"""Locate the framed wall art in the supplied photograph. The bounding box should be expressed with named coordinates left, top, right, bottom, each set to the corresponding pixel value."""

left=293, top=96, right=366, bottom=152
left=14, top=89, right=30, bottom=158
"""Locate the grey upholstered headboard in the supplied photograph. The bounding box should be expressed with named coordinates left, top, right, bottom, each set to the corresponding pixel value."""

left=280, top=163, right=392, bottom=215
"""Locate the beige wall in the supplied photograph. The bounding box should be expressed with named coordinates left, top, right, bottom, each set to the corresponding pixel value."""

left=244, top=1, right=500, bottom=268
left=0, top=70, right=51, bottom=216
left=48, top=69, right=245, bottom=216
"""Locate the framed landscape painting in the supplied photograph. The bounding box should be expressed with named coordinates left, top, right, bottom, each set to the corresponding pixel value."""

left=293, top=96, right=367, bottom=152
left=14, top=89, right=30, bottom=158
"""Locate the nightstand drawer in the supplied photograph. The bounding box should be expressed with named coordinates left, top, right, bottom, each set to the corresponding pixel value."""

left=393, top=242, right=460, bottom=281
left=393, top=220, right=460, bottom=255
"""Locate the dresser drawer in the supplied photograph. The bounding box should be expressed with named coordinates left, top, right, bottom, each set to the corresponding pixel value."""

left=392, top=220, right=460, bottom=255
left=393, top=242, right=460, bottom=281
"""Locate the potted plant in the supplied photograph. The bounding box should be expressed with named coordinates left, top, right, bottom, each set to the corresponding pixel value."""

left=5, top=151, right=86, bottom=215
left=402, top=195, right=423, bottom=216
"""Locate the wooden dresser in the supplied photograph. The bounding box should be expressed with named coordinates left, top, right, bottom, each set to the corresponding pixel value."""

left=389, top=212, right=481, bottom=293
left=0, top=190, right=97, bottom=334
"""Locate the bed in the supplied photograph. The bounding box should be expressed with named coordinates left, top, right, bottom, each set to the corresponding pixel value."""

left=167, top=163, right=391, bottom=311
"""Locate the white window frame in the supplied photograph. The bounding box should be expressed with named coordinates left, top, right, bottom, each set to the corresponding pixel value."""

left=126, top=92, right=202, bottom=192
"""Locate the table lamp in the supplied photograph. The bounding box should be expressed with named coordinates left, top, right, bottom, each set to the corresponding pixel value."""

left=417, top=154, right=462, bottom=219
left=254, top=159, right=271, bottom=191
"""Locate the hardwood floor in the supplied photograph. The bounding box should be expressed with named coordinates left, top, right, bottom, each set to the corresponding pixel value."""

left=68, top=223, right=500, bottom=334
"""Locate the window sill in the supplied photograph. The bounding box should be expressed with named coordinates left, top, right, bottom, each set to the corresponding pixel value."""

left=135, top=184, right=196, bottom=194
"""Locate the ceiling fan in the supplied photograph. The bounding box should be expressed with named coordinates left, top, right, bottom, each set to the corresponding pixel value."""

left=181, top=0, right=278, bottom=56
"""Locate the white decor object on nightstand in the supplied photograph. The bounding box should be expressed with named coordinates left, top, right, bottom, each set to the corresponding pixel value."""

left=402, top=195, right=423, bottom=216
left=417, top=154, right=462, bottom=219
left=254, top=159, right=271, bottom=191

..............................

EXERCISE DIRECTIONS
Precisely the line with "the ceiling fan" and the lines after it, up to the last line of the entries above, are to be reproduced, and nothing more.

RESPONSE TO THIS EXERCISE
"""Locate the ceiling fan in the supplied photograph. The bounding box should be expressed with named coordinates left, top, right, bottom, each set to the corresponding pixel value."""

left=181, top=0, right=278, bottom=56
"""Locate the white decor object on nightstand in the supplied photograph. The bounding box should be expressed with named coordinates left, top, right, bottom, each set to the corresponding pixel value."""

left=402, top=195, right=423, bottom=216
left=417, top=154, right=462, bottom=219
left=254, top=159, right=271, bottom=191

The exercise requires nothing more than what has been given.